# [WHAT TO PRODUCE]
Reproduce every line of the records below word for word, and leave the pictures out.

** Start **

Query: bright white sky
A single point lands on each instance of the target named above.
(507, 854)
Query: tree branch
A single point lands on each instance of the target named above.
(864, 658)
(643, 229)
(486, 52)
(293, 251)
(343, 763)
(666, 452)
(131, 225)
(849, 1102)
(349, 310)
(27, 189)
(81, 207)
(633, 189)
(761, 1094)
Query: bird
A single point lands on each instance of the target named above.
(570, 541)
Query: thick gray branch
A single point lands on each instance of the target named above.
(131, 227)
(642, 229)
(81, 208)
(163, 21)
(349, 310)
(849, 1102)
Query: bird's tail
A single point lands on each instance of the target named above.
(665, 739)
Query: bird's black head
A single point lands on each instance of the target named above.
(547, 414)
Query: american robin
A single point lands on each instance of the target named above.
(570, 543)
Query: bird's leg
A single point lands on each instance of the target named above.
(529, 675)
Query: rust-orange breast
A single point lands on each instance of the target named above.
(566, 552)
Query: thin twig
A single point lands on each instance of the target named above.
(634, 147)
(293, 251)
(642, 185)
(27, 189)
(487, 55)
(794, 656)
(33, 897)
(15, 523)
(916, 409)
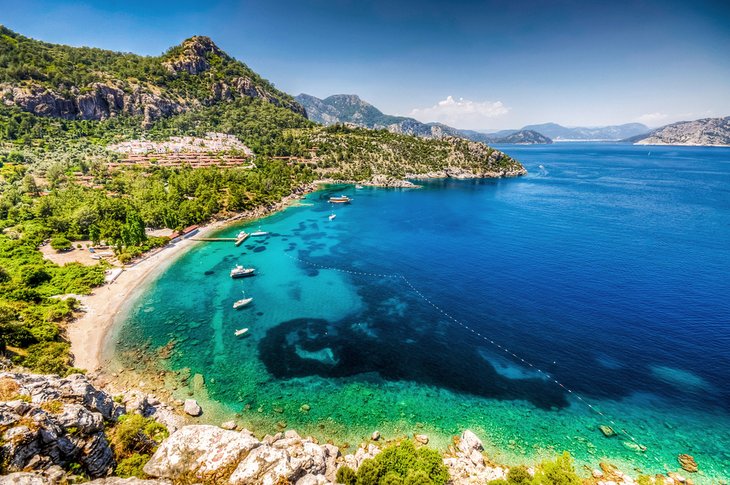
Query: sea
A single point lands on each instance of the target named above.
(594, 291)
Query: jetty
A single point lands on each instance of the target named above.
(238, 240)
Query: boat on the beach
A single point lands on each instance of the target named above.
(241, 303)
(240, 272)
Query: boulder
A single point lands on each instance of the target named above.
(200, 451)
(265, 465)
(470, 442)
(229, 425)
(192, 407)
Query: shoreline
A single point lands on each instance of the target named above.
(88, 333)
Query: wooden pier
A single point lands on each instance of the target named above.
(213, 239)
(237, 240)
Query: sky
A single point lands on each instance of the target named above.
(483, 65)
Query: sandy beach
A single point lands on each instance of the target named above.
(88, 332)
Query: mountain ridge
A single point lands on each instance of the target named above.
(350, 108)
(701, 132)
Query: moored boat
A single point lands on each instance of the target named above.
(240, 272)
(242, 302)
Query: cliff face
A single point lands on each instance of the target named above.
(704, 132)
(108, 84)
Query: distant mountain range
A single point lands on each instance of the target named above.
(704, 132)
(350, 109)
(603, 133)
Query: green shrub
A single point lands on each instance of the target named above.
(60, 243)
(132, 466)
(400, 464)
(346, 475)
(135, 434)
(558, 472)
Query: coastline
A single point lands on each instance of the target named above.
(88, 333)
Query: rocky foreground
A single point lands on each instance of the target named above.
(54, 430)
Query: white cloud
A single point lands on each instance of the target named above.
(652, 119)
(461, 113)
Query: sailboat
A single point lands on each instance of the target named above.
(242, 302)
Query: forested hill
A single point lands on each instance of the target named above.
(94, 84)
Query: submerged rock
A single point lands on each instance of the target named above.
(688, 463)
(607, 430)
(192, 407)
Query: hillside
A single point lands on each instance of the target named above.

** End **

# [RESULT FOR THIS EXERCISE]
Query: bright white sky
A single point lands on each instance of the target named above.
(507, 854)
Query: tree branch
A single point lands on each instance of the target named above.
(864, 658)
(643, 229)
(486, 52)
(293, 251)
(343, 763)
(666, 452)
(131, 225)
(849, 1102)
(349, 310)
(27, 189)
(81, 207)
(633, 189)
(761, 1094)
Query: bird
A single point lands on each instance of the target named above.
(570, 541)
Query: thick gray branch
A single point lands on each instance of the target named above.
(131, 227)
(642, 229)
(81, 208)
(163, 21)
(349, 310)
(849, 1102)
Query: bird's tail
A single point lands on each instance of the target named above.
(665, 739)
Query: bird's black head
A single point lands on each instance of the target named above.
(547, 414)
Query: american robin
A single point lands on each instance of the target named above.
(570, 543)
Query: bird's leg
A single point lands on each instance of the target named above.
(529, 675)
Query: rust-orange breast
A single point lands on each instance of the target named above.
(566, 552)
Query: thin twig
A single point lands on each instance of the target named above.
(634, 147)
(293, 251)
(642, 185)
(27, 189)
(487, 55)
(794, 656)
(33, 897)
(15, 523)
(916, 409)
Query: sea
A single point lands on each instance of the target named above.
(594, 291)
Query: jetty
A single point lands on each instance of the target named above.
(238, 240)
Query: boat on the beach
A single point lands on each instance of the target named above.
(241, 303)
(240, 272)
Query: boulder
A single point lands on each instance of the target named above.
(200, 451)
(265, 465)
(470, 442)
(229, 425)
(192, 407)
Query: shoreline
A single point lands on each instance of the target named above.
(88, 333)
Query: wooden pier
A single point lands on each instance of the target named above.
(213, 239)
(237, 240)
Query: sky
A single point lands on each instance of the target named above.
(483, 65)
Query: sandy beach
A single point lands on each instance of the target named above.
(88, 332)
Query: mountain ridge
A single point lands on each instance of the target named above.
(350, 108)
(701, 132)
Query: moored boat
A single point lands on each instance of the target named above.
(240, 272)
(242, 302)
Query: cliff face
A single point lands on each instance of the target named above.
(704, 132)
(108, 84)
Query: distant mountain range
A single point lands on each instance of the target named above.
(704, 132)
(350, 109)
(603, 133)
Query: green shrub
A single point lands on each instance of the target named above.
(60, 243)
(132, 466)
(400, 464)
(346, 475)
(135, 434)
(558, 472)
Query: coastline
A single point lands on each instance of the target named above.
(88, 333)
Query: rocky foreground
A single point lands on each instance of the target named above.
(54, 430)
Query: white cloud
A single point lands on each instance of the target named above.
(652, 119)
(461, 113)
Query: sailboat
A single point lands on each instance of the target named above.
(242, 302)
Query: forested hill
A single point lands on each instance of the target named above.
(94, 84)
Query: submerged rock
A single point lands on each instance of the target named above.
(688, 463)
(607, 430)
(192, 407)
Query: hillside
A single point lands on each instance of the target named above.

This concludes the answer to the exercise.